● **TEXT EXCERPT**:
------------------------------------------------

I think the seed flat you seek is available at homeharvest.com, although it's hard to tell if that one has drain holes or not. Scroll to the bottom of that page.

chuck b. said...

That's it! These are the flats we use at the Botanical garden, but noone could remember where they came from. We put the holes in them ourselves. Entangled, did I ever tell you, you've always been my favorite commenter?

mmw said...

1. Abutilon is prone to big ugly black scale -- at least some of them.
2. I at least semi-sterilize the stuff I use for starting seed. Potting soil out of the bag, no; sand from the pile in the driveway, old flats, yes. If you ever get damping off, you will too.

chuck b. said...

I've never had damping off. Or scale. I guess I've been lucky.

anna maria said...

Hi,
Hank, from a Lake County Point of View, suggested I come over and say hello because I live in San Francisco as well, so here I am.
I love your plants. That pink one is beautiful, but I guess it's the one that had to go, right? I also went back a couple of posts to all the photos of your stroll and think I recognize one of the streets. I used to live on Hancock and I believe one of them is above there. Now I live in a totally different neighborhood, with a very different climate!
Great photographs.

anna maria said...

I'm already back!

------------------------------------------------

Stored items
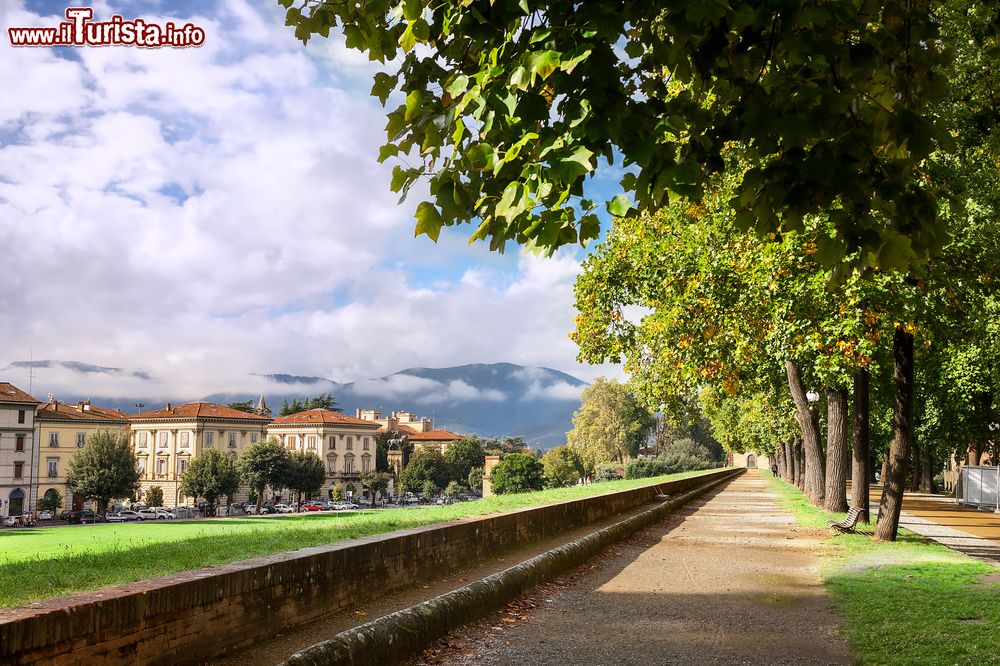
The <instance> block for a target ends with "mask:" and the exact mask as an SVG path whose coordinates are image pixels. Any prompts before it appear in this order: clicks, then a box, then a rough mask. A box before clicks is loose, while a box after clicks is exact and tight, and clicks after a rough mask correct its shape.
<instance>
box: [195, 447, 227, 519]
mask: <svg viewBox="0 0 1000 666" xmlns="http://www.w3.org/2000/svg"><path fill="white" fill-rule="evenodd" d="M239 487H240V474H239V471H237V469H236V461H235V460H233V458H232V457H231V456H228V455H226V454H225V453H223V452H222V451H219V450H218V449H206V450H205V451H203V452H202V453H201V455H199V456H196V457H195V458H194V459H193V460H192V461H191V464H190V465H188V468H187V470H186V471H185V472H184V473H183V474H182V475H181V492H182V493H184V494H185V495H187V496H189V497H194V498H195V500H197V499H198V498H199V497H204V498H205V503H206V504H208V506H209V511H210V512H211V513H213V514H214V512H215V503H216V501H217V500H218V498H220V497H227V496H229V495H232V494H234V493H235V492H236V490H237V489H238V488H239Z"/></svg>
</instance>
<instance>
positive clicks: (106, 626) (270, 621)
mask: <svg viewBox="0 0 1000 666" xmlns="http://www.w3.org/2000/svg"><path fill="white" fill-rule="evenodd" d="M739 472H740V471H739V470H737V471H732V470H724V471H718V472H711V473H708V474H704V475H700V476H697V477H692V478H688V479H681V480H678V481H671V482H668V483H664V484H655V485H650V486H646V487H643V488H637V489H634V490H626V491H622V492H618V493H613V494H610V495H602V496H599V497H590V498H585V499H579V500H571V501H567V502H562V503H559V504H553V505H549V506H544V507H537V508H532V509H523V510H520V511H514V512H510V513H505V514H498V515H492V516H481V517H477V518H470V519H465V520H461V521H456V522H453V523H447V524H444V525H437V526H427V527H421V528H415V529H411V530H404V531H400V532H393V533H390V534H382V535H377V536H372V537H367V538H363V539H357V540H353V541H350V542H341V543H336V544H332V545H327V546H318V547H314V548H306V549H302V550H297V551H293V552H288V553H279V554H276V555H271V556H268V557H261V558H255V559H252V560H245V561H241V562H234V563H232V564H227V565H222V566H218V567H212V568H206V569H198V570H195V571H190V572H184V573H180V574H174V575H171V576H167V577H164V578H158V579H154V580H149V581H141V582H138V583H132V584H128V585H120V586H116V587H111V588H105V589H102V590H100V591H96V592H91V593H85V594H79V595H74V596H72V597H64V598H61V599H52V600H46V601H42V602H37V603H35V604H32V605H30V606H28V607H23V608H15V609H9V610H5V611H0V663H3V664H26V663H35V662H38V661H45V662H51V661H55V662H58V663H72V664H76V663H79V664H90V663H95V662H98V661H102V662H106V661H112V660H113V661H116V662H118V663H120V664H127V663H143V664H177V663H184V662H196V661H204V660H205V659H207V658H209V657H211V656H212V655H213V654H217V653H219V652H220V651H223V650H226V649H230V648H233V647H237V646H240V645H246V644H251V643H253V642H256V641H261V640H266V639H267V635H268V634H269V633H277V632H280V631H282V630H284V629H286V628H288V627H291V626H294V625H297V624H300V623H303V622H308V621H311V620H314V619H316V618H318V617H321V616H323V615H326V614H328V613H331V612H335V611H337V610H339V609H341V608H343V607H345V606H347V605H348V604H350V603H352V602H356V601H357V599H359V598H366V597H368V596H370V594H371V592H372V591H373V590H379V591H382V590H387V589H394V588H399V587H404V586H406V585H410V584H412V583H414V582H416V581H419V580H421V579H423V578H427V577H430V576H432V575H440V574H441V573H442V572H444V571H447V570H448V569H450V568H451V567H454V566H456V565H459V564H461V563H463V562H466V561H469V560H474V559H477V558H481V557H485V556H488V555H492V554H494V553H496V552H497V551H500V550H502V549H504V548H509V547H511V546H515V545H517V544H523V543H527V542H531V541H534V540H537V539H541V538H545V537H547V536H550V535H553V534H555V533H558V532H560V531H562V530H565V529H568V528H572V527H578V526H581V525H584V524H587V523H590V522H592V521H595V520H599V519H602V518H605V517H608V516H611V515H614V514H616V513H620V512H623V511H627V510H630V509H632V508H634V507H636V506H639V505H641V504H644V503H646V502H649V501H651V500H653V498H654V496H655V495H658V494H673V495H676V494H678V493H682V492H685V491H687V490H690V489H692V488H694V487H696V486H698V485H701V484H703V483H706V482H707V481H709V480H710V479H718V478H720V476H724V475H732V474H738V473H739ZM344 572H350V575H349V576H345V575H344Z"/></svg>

------------------------------------------------

● **PROBLEMS AND TASKS**:
a) In the gardening comment thread, why did anna maria come over to leave a comment?
b) Write a continuation of the gardening comment thread, starting right after its last line.

● **TASK RESPONSES**:
a) Hank, from a Lake County Point of View, suggested she come over and say hello. He suggested it because she lives in San Francisco as well.

b)
I was reading more posts here and there and wanted to ask if by chance you are a volunteer at the Botanical gardens. I just came across their site the other day, noticed they have a plant sale coming up this weekend and that they have volunteer opportunities. Not that I need one more thing to occupy my little spare time, but....

chuck b. said...

Yes, I do volunteer at the Botanical Gardens, and, yes, the big plant sale is coming up the first weekend in May. A. They always need volunteers, especially for the unglamorous stuff. So, if you're interested, drop the folks there a line. Everyone there is great and it's a wonderful place to connect to the community. Unfortunately, I'm not sure I'll be able to work the big sale this year due to other commitments.

chaindropz said...
This comment has been removed by a blog administrator.
Frances, said...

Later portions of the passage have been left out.